Passage provided:
_ _ _ _ _

You are looking for the right tool--boundary enforcement.
I'd like to suggest you use it a bit differently. It works best for me if I state boundaries (to myself) this way:
"When you do 'X', I will do 'Y' to protect myself from the consequences of 'X'"
Not "When you do 'X', I will punish you by doing 'Y'." This variation is being controlling, and will piss off anybody, pwBPD or not.
Not
"You cannot do 'X'." This is a rule, and when you make a rule, you are challenging her to break the rule, which she will do. The choice and power are all hers this way. Look back at the first one, and note that you have the choice and power, as you are choosing to protect yourself.
One important note--You can choose if enforcing the boundary includes telling her you will do it either before or as you do it or not. For some boundaries it is the right thing to do. For others, it only escalates things and makes it worse.
OK, now applying better boundaries and enforcement to your situation:
Mentioned to GF this am that I was seeing [religious counselor], and here comes the insults.
I'd start with this thought: "My counseling or therapy is my own business and not something I'm discussing with you."

_ _ _ _ _

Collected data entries

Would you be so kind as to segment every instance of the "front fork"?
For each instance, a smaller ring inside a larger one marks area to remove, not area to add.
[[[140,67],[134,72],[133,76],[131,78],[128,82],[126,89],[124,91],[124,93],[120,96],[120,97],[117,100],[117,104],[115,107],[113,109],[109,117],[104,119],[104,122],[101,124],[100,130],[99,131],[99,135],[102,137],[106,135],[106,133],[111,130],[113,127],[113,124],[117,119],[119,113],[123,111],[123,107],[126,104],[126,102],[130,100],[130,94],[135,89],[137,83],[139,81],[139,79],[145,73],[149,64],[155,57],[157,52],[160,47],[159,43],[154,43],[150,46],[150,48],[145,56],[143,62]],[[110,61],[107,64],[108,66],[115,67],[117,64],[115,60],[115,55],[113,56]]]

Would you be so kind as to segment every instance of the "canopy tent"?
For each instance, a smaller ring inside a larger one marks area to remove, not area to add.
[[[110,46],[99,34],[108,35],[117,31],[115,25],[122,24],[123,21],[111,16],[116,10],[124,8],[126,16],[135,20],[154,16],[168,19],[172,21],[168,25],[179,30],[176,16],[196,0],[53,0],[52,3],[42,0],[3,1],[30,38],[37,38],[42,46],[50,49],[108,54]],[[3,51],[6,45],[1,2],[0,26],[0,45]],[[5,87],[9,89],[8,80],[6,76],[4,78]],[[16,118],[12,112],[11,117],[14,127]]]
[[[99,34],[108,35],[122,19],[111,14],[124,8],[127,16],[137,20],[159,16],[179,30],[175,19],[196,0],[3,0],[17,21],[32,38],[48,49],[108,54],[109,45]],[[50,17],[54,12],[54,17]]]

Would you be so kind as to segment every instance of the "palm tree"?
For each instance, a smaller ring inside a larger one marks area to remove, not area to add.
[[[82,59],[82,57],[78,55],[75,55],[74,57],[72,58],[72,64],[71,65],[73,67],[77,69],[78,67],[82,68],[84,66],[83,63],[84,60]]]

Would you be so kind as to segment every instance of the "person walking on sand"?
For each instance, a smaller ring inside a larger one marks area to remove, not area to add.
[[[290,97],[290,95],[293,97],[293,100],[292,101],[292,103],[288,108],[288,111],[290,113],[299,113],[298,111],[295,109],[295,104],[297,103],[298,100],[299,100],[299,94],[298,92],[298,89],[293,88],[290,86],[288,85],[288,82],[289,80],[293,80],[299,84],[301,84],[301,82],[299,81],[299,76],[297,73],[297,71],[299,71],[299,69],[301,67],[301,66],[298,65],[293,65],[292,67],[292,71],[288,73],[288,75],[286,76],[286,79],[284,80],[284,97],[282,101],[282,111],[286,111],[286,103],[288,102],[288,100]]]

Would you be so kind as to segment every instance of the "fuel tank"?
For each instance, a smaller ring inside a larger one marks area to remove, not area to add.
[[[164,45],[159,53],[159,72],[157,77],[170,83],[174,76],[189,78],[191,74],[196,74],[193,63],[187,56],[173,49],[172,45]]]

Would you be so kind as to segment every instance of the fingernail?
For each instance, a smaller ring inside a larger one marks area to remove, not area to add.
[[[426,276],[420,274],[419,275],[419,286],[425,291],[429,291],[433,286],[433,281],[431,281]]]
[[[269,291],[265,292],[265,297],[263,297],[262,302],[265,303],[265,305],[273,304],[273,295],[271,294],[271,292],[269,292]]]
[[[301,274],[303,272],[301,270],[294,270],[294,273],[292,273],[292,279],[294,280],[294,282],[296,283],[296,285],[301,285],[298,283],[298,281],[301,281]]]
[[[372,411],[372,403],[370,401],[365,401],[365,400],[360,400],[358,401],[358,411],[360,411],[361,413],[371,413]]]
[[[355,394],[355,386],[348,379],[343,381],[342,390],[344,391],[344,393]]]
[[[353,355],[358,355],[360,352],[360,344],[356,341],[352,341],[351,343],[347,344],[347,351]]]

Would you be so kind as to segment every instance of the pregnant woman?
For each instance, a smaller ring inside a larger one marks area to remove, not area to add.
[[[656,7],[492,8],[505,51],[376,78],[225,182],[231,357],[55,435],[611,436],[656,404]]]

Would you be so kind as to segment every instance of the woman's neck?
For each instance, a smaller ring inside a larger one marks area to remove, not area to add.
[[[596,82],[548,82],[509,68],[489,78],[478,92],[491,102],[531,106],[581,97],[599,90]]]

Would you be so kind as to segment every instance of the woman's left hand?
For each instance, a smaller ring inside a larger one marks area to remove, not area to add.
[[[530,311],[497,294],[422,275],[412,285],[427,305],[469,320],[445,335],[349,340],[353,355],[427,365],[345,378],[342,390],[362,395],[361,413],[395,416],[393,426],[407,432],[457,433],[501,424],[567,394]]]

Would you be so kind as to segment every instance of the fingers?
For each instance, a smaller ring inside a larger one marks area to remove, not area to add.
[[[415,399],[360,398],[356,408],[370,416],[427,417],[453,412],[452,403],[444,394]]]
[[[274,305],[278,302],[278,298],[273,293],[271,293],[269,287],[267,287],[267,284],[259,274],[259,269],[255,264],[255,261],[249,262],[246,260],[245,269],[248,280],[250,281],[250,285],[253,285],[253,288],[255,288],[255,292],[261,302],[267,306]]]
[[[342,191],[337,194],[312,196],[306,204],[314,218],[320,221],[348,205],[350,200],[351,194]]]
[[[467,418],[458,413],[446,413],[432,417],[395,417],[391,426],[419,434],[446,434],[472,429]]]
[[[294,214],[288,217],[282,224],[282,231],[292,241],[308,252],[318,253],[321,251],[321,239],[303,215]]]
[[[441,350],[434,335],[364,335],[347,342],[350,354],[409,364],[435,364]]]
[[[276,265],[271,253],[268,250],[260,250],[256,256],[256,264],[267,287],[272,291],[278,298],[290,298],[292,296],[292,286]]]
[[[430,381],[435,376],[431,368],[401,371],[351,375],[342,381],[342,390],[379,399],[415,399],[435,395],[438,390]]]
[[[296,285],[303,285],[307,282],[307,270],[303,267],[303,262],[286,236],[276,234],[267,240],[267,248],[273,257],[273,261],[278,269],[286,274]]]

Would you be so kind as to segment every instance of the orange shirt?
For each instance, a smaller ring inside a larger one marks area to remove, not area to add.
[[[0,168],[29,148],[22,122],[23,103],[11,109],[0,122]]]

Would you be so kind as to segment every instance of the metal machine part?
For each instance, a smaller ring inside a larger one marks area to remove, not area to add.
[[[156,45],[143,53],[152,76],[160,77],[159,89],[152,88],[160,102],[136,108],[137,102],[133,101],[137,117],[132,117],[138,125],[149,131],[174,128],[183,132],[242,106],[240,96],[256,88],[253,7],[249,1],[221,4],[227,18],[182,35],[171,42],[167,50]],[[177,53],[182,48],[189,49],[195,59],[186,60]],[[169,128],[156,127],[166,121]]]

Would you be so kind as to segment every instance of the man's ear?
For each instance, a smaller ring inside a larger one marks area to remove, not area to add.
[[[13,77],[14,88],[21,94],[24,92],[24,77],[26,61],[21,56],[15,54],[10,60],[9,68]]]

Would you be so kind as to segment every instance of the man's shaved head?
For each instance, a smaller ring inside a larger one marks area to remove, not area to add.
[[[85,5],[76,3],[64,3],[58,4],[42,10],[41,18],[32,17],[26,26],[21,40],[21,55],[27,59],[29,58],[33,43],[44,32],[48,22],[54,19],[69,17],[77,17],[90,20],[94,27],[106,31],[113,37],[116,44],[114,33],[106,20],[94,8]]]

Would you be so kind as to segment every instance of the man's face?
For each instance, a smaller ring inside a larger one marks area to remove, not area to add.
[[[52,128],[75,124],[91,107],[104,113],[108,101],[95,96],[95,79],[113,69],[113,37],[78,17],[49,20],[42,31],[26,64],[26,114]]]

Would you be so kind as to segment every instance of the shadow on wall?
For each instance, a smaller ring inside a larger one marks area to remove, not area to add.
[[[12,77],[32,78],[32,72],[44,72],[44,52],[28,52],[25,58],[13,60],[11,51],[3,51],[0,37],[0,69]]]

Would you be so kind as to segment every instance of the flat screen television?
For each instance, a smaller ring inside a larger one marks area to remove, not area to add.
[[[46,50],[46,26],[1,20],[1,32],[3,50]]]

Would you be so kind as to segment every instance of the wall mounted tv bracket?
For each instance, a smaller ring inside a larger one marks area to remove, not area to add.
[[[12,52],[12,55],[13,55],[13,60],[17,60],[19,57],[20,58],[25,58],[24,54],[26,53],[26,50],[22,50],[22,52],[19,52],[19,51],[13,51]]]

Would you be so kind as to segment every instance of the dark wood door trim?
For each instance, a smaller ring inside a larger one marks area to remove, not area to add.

_ _ _ _ _

Directions:
• A. According to the post on boundary enforcement, what does making a rule challenge her to do?
• B. Update the post on boundary enforcement, starting with "You are looking" and going on through "to protect yourself.", so that "controlling" becomes "manipulative".

List of answers:
• A. Making a rule challenges her to break the rule.

• B.
You are looking for the right tool--boundary enforcement.
I'd like to suggest you use it a bit differently. It works best for me if I state boundaries (to myself) this way:
"When you do 'X', I will do 'Y' to protect myself from the consequences of 'X'"
Not "When you do 'X', I will punish you by doing 'Y'." This variation is being manipulative, and will piss off anybody, pwBPD or not.
Not
"You cannot do 'X'." This is a rule, and when you make a rule, you are challenging her to break the rule, which she will do. The choice and power are all hers this way. Look back at the first one, and note that you have the choice and power, as you are choosing to protect yourself.